Rewrite the records below, swapping "indicate" for "mark" everywhere it occurs and leaving everything else unchanged.

▶ DATA SUPPLIED

========================================================================

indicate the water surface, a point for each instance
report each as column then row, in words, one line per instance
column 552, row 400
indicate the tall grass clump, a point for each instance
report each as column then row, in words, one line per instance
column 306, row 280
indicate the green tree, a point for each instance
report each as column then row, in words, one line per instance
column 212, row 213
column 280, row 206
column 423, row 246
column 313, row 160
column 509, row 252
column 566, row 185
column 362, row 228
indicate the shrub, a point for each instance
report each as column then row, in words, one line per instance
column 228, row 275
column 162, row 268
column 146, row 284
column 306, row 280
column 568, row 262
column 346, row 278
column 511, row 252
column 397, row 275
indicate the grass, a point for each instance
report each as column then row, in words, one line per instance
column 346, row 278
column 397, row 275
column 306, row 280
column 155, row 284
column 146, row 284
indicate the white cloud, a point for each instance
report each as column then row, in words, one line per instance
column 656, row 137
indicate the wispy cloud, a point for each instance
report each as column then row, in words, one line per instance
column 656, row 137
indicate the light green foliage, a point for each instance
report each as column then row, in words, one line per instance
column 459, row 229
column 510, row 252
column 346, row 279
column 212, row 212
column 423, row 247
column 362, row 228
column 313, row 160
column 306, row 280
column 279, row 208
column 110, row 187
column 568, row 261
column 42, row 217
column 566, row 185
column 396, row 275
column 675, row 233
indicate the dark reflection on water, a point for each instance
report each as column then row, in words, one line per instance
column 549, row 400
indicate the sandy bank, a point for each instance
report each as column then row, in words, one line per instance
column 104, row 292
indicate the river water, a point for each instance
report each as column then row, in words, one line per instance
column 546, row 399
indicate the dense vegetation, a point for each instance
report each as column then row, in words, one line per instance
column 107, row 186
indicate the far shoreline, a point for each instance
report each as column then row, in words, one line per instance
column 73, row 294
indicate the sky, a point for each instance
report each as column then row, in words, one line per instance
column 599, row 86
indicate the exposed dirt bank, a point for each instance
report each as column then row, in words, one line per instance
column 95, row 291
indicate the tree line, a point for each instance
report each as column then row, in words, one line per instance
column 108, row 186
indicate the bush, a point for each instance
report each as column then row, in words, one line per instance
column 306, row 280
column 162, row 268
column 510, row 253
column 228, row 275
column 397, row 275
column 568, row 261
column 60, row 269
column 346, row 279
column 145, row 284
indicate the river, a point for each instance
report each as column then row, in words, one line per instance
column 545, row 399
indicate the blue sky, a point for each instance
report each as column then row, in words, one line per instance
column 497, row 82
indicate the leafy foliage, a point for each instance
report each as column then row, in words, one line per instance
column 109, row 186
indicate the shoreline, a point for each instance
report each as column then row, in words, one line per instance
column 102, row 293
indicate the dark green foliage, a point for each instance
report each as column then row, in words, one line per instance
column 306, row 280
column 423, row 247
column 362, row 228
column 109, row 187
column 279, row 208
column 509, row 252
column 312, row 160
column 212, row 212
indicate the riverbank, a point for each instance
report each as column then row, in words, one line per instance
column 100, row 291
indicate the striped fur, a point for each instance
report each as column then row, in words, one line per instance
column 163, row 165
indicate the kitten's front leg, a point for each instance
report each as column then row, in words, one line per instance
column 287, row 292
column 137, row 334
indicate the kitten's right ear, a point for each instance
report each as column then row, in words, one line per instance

========================================================================

▶ COMPLETED TASK
mark the water surface, a point for each instance
report each as column then row, in words, one line per instance
column 552, row 400
mark the tall grass clump, a point for each instance
report each as column then row, in words, one line per instance
column 306, row 280
mark the green tree, a point for each instance
report each as column then row, in words, one line per instance
column 212, row 213
column 280, row 206
column 423, row 246
column 313, row 160
column 509, row 252
column 566, row 185
column 362, row 228
mark the shrub, a point for each instance
report each as column then row, in words, one line per instance
column 228, row 275
column 162, row 268
column 146, row 284
column 306, row 280
column 568, row 262
column 346, row 278
column 511, row 252
column 397, row 275
mark the grass, a point for each instance
report each as column then row, in words, one line per instance
column 346, row 278
column 397, row 275
column 306, row 280
column 155, row 284
column 146, row 284
mark the white cloud, a point for each instance
report each as column then row, in words, one line per instance
column 656, row 137
mark the wispy cloud, a point for each instance
report each as column then row, in words, one line per instance
column 656, row 137
mark the light green foliage, a point for each instance
report each as column then row, in words, one line per instance
column 459, row 229
column 510, row 252
column 346, row 279
column 212, row 212
column 423, row 247
column 362, row 228
column 313, row 160
column 306, row 280
column 279, row 208
column 110, row 187
column 568, row 261
column 42, row 217
column 566, row 185
column 396, row 275
column 675, row 233
mark the dark reflection on water, a point for each instance
report each as column then row, in words, one line per instance
column 549, row 400
mark the sandy bank, a point for each instance
report each as column then row, in words, one line per instance
column 104, row 292
mark the river water, a point for each instance
report each as column then row, in words, one line per instance
column 546, row 399
mark the dense vegetation, a point for each instance
report each as column then row, in words, one line per instance
column 107, row 186
mark the far shoreline, a point for each instance
report each as column then row, in words, one line per instance
column 73, row 294
mark the sky, a point for each instance
report each as column then row, in words, one line per instance
column 599, row 86
mark the exposed dirt bank, a point for each instance
report each as column then row, in words, one line per instance
column 95, row 291
mark the tree line, a point for each instance
report each as column then row, in words, one line per instance
column 108, row 186
mark the bush, a point for each instance
report each as column then row, in words, one line per instance
column 306, row 280
column 162, row 268
column 510, row 253
column 228, row 275
column 397, row 275
column 568, row 261
column 60, row 269
column 346, row 279
column 145, row 284
mark the river, a point for each instance
report each as column then row, in words, one line per instance
column 545, row 399
mark the blue sky, a point for each instance
report each as column then row, in words, one line per instance
column 497, row 82
mark the leafy foliage, a point for each instance
report each as column then row, in words, one line per instance
column 109, row 186
mark the shoreline, a point for each instance
report each as column then row, in words, one line per instance
column 102, row 293
mark the dark green foliage, a point for each instance
report each as column then row, in words, one line per instance
column 306, row 280
column 423, row 247
column 362, row 228
column 109, row 187
column 279, row 208
column 509, row 252
column 312, row 160
column 212, row 212
mark the riverbank, a point for each instance
report each as column then row, in words, one line per instance
column 100, row 291
mark the striped fur, a point for each instance
report each as column then row, in words, one line per instance
column 163, row 165
mark the kitten's front leg, a point for each instance
report each as column then row, in words, one line per instance
column 287, row 292
column 137, row 334
mark the kitten's right ear, a point for each instance
report each as column then row, in words, one line per instance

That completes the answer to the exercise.